WHAT YOU SHOULD DO — Reproduce the data below with every "a single point per instance" swapped for "one point for each instance" and nothing else altered. Leave the pictures out of your answer.

RECORDS SHOWN —
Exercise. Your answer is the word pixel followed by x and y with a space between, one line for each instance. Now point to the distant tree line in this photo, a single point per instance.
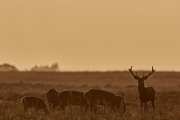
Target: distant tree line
pixel 53 68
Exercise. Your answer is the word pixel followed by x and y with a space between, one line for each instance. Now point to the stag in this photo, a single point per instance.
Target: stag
pixel 72 98
pixel 33 102
pixel 52 98
pixel 100 97
pixel 146 93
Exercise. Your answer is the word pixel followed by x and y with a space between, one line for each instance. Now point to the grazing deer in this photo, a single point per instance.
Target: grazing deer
pixel 52 98
pixel 100 97
pixel 33 102
pixel 72 98
pixel 146 93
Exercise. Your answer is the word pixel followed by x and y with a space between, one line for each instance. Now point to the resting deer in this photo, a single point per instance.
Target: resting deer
pixel 146 93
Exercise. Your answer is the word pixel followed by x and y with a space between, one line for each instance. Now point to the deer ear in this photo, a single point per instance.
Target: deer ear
pixel 145 78
pixel 136 78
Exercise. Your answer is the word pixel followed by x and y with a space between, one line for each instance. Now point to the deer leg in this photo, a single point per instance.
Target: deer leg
pixel 141 105
pixel 152 103
pixel 145 106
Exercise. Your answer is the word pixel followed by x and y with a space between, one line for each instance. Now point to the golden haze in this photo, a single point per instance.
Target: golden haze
pixel 90 35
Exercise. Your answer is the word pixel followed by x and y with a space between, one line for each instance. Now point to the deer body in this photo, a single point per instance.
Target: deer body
pixel 100 97
pixel 146 94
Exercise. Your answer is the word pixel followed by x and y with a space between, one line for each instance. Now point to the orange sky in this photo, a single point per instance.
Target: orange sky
pixel 90 34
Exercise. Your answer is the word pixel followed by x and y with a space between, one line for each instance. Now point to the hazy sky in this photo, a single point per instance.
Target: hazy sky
pixel 91 34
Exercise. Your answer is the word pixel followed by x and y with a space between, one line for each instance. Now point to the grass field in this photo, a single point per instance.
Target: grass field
pixel 15 85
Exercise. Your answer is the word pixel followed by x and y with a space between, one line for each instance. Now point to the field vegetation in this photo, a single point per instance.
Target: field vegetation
pixel 15 85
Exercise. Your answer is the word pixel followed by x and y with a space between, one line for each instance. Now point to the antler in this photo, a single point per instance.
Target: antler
pixel 135 76
pixel 145 77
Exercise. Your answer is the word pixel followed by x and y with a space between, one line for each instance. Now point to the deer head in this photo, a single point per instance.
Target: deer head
pixel 141 80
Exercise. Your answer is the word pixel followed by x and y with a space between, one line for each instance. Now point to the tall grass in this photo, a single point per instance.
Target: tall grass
pixel 15 85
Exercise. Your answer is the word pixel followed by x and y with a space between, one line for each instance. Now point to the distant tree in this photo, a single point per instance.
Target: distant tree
pixel 7 67
pixel 54 68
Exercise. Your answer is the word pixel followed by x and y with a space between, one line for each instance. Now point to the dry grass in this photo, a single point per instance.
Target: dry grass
pixel 15 85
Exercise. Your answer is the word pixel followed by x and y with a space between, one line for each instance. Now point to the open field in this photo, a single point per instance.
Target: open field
pixel 15 85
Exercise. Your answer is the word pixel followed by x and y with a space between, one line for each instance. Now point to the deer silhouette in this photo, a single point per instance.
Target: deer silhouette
pixel 146 93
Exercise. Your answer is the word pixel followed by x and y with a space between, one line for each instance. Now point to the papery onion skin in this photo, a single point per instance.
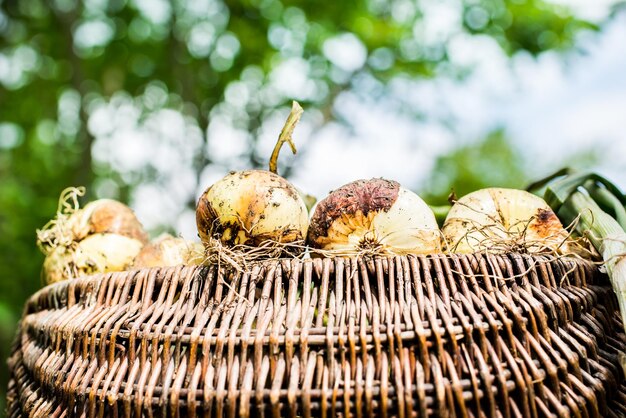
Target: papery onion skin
pixel 107 216
pixel 503 220
pixel 167 250
pixel 251 207
pixel 377 215
pixel 98 253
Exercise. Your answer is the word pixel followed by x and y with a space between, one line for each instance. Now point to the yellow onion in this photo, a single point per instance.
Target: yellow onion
pixel 251 207
pixel 377 216
pixel 106 216
pixel 503 220
pixel 167 250
pixel 98 253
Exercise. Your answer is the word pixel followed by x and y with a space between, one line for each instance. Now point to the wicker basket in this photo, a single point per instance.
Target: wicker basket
pixel 469 336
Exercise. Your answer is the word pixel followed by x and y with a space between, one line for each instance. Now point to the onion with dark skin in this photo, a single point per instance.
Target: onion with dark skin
pixel 374 216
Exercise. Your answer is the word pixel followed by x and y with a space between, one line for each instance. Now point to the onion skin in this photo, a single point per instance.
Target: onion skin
pixel 107 216
pixel 251 207
pixel 98 253
pixel 167 250
pixel 377 215
pixel 503 220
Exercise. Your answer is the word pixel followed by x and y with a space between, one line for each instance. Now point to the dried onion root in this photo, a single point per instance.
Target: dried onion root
pixel 104 236
pixel 503 220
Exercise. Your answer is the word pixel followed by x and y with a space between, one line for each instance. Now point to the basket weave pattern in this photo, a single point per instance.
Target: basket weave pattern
pixel 442 335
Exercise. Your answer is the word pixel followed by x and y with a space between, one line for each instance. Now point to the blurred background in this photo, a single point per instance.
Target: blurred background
pixel 150 101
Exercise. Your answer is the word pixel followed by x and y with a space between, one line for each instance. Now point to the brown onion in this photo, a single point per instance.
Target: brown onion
pixel 377 216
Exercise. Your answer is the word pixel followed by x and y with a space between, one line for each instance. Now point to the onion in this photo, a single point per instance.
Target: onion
pixel 98 253
pixel 377 216
pixel 503 220
pixel 167 250
pixel 251 207
pixel 106 216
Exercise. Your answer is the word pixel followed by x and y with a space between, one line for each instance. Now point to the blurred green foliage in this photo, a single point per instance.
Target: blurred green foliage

WRITTEN SOLUTION —
Exercise. Your answer is the word pixel followed by x and y with a space between, one line for each instance. Now point to the distant tree line in this photo, one point for each instance.
Target: distant tree line
pixel 53 68
Exercise. Your answer is the word pixel followed by x and y with a space between, one line for each instance. Now point to the stag in this photo, one point for each instance.
Target: stag
pixel 72 98
pixel 33 102
pixel 52 98
pixel 100 97
pixel 146 93
Exercise. Your answer is the word pixel followed by x and y with a space between, one line for each instance. Now point to the grazing deer in this photo, one point for each instance.
Target: grazing deer
pixel 52 98
pixel 100 97
pixel 33 102
pixel 72 98
pixel 146 93
Exercise. Your answer is the word pixel followed by x and y with a space between, one line for each instance. Now point to the resting deer in this photo, one point for each instance.
Target: resting deer
pixel 146 93
Exercise. Your answer is the word pixel followed by x and y with a space between, one line for each instance. Now point to the deer ear in this photo, one point for each instance.
Target: deer ear
pixel 145 78
pixel 136 78
Exercise. Your answer is the word pixel followed by x and y with a space between, one line for each instance. Now point to the deer leg in this photo, one point for each instance.
Target: deer leg
pixel 141 105
pixel 152 103
pixel 145 106
Exercise. Your answer is the word pixel followed by x and y with a space between, one line for each instance. Now point to the golden haze in this photo, one point for each instance.
Target: golden haze
pixel 90 35
Exercise. Your answer is the word pixel followed by x and y with a space between, one line for each instance. Now point to the deer body in this photo, one point for each instance.
Target: deer body
pixel 100 97
pixel 146 94
Exercise. Your answer is the word pixel followed by x and y with a space between, one line for each instance. Now point to the orange sky in this photo, one point for each instance.
Target: orange sky
pixel 90 34
Exercise. Your answer is the word pixel followed by x and y with a space between, one line for each instance. Now point to the hazy sky in this photo, one point for each instance.
Target: hazy sky
pixel 91 34
Exercise. Your answer is the word pixel followed by x and y with a space between, one line for each instance. Now point to the grass field in this photo, one point for each instance.
Target: grass field
pixel 15 85
Exercise. Your answer is the word pixel followed by x and y with a space between, one line for each instance. Now point to the field vegetation in this photo, one point for each instance.
Target: field vegetation
pixel 15 85
Exercise. Your answer is the word pixel followed by x and y with a space between, one line for each instance. Now point to the antler in this photo, one point for each instance.
Target: antler
pixel 135 76
pixel 145 77
Exercise. Your answer is the word pixel followed by x and y with a space between, one line for each instance. Now point to the deer head in this photo, one point for each instance.
Target: deer head
pixel 141 80
Exercise. Your answer is the word pixel followed by x and y with a space between, one line for each instance. Now point to the tall grass in this photo, one point for each instance.
Target: tall grass
pixel 15 85
Exercise. Your answer is the word pixel followed by x and y with a space between, one line for each instance. Now point to the distant tree in this photo, one point for each instance.
Target: distant tree
pixel 7 67
pixel 54 68
Exercise. Your answer is the word pixel followed by x and y with a space between, one line for each instance. Now point to the dry grass in this photo, one point for each instance.
Target: dry grass
pixel 15 85
Exercise. Your answer is the word pixel followed by x and y with a space between, one line for each instance. Now point to the open field in this photo, one point for each instance.
Target: open field
pixel 15 85
Exercise. Your answer is the word pixel followed by x and y with a space between, one line for each instance. Now point to the deer silhouette in this photo, one point for each instance.
Target: deer silhouette
pixel 146 93
Exercise. Your answer is the word pixel followed by x and y with a space between, one line for each instance. Now point to the papery onion skin in this photo, one point for each instance.
Target: papery onion skin
pixel 107 216
pixel 503 220
pixel 167 250
pixel 251 207
pixel 377 215
pixel 98 253
Exercise. Your answer is the word pixel followed by x and y with a space between, one line for each instance. Now point to the yellow onion in this photo, one point for each instance.
Target: yellow onion
pixel 251 207
pixel 377 216
pixel 106 216
pixel 503 220
pixel 167 250
pixel 98 253
Exercise. Your answer is the word pixel followed by x and y with a space between, one line for each instance. Now point to the wicker basket in this photo, one point for each instance.
Target: wicker basket
pixel 469 336
Exercise. Your answer is the word pixel followed by x and y with a space between, one line for each instance. Now point to the onion with dark skin in this photo, one point for each instance.
Target: onion with dark skin
pixel 374 216
Exercise. Your answer is the word pixel followed by x and y with a space between, one line for each instance. Now point to the onion skin in this photo, one point for each instance.
Target: onion skin
pixel 107 216
pixel 251 207
pixel 98 253
pixel 167 250
pixel 377 215
pixel 503 220
Exercise. Your answer is the word pixel followed by x and y with a space between, one line for each instance. Now point to the dried onion root in this photo, one point for each instance.
Target: dried onion root
pixel 104 236
pixel 503 220
Exercise. Your answer is the word pixel followed by x and y with a space between, one line for each instance. Now point to the basket weave pattern in this photo, one point for each instance.
Target: basket weave pattern
pixel 442 335
Exercise. Your answer is the word pixel followed by x and y with a space between, one line for each instance. Now point to the blurred background in this photo, one point for each instance.
Target: blurred background
pixel 150 101
Exercise. Your answer is the word pixel followed by x and y with a space between, one line for each instance. Now point to the brown onion in this photo, one point for each instance.
Target: brown onion
pixel 377 216
Exercise. Your answer is the word pixel followed by x and y with a space between, one line for each instance. Now point to the onion in this photo, one point for each instance.
Target: onion
pixel 98 253
pixel 377 216
pixel 503 220
pixel 167 250
pixel 251 207
pixel 106 216
Exercise. Your answer is the word pixel followed by x and y with a space between, one line for each instance. Now point to the blurred green foliage in this photo, one point for each instance.
Target: blurred green foliage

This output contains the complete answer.